┌─ ESTRATTO DEL TESTO

Immunoterapia
Venerdì, 24 Settembre 2021

Melanoma uveale: un nuovo farmaco attiva la risposta immunitaria e impatta sulla sopravvivenza

A cura di Giuseppe Aprile

Tebentafusp. Questo è il nome di una proteina di fusione bispecifica mirata contro gp100 che stimola la risposta immunitaria tramite un dominio di legame per T-cell receptor ad alta affinità e un dominio per anti-CD3. Il risultato dello studio di fase III cambia la pratica clinica nel trattamento di una difficile patologia.

Nathan P, et al for the IMCgp100-202 Investigators. Overall Survival Benefit with Tebentafusp in Metastatic Uveal Melanoma. N Engl J Med. 2021 Sep 23;385(13):1196-1206

Il melanoma uveale, che rappresenta una piccola frazione di tutti i melanomi (5% circa), si distingue dal più classico melanoma cutaneo per avere differenti driver molecolari, un diverso microenvironment peritumorale e una scarsa risposta ai trattamenti sistemici. Anche l'immunoterapia - che ha riservato grandi successi nel trattamento del melanoma cutaneo, diventando uno standard di riferimento sia per il setting avanzato che nella terapia adiuvante - si è dimostrato poco utile nella terapia del melanoma uveale. In questa patologia, infatti, la mediana di sopravvivenza nella fase metastatica (il 50% dei pazienti sviluppano precocemente metastasi epatiche) rimane limitata a meno di un anno.

La ricerca ha portato al disegno e allo sviluppo di nuove proteine bispecifiche in grado di reindirizzare le cellule effettrici della risposta immunitaria a un target specifico, con una filosofia di base analoga a quella che ha sostenuto lo sviluppo delle CAR-T e delle CIK. Queste proteine hanno un T-cell receptor ad alta affinità che può ancorarsi ad ogni proteina, incluso gli antigeni intracellulari, che sia presentata come un complesso peptide-HLA sulla superficie cellulare. Le proteine di fusione con queste proprietà sono chiamate ImmTAC: immune-mobilizing monoclonal T-cell receptor against cancer.

Nel caso specifico, è stata sviluppata una proteina di fusione bispecifica che da un lato si lega ad alta affinità con il complesso HLA-A*02:01 TCR specifico per gp100 (antigene del melanoma) e dall'altro determina recruitment e attivazione di cellule T tramite il legame con CD3.

Il trial randomizato di fase III IMCgp100-202 confronta il trattamento sperimentale (tebentafusp) con una monoterapia a discrezione dell'investigatore (pembrolizumab, ipilimumab o dacarbazina). Era prevista tandom 2:1 e stratificazione per valore basale di LDH. Endpoint primario dello studio era la sopravvivenza overall.

Nel braccio sperimentale sono stati arruolati 252 pazienti, nel braccio standard 126 pazienti. la metà dei pazienti inclusi aveva lesioni a distanza limitate al fegato, un terzo circa un valore di LDH elevato al basale.

└─
┌─ DATI FORNITI

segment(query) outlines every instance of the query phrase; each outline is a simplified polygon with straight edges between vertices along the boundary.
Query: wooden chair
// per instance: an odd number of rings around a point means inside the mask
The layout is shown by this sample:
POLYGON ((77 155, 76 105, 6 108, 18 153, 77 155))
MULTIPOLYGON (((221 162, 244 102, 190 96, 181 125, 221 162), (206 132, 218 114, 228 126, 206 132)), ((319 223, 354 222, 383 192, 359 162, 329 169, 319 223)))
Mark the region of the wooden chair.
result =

└─

◆ **CONSEGNA A**:
Ricopia dal testo sul melanoma uveale il passo che comincia con le parole "Nel braccio sperimentale" e si chiude con "elevato al basale.".
◆ **CONSEGNA B**:
Quanti pazienti sono stati arruolati nel braccio sperimentale dello studio descritto nel testo sul melanoma uveale?

◆ **SOLUZIONE SCRITTA A**:
Nel braccio sperimentale sono stati arruolati 252 pazienti, nel braccio standard 126 pazienti. la metà dei pazienti inclusi aveva lesioni a distanza limitate al fegato, un terzo circa un valore di LDH elevato al basale.

◆ **SOLUZIONE SCRITTA B**:
252 pazienti.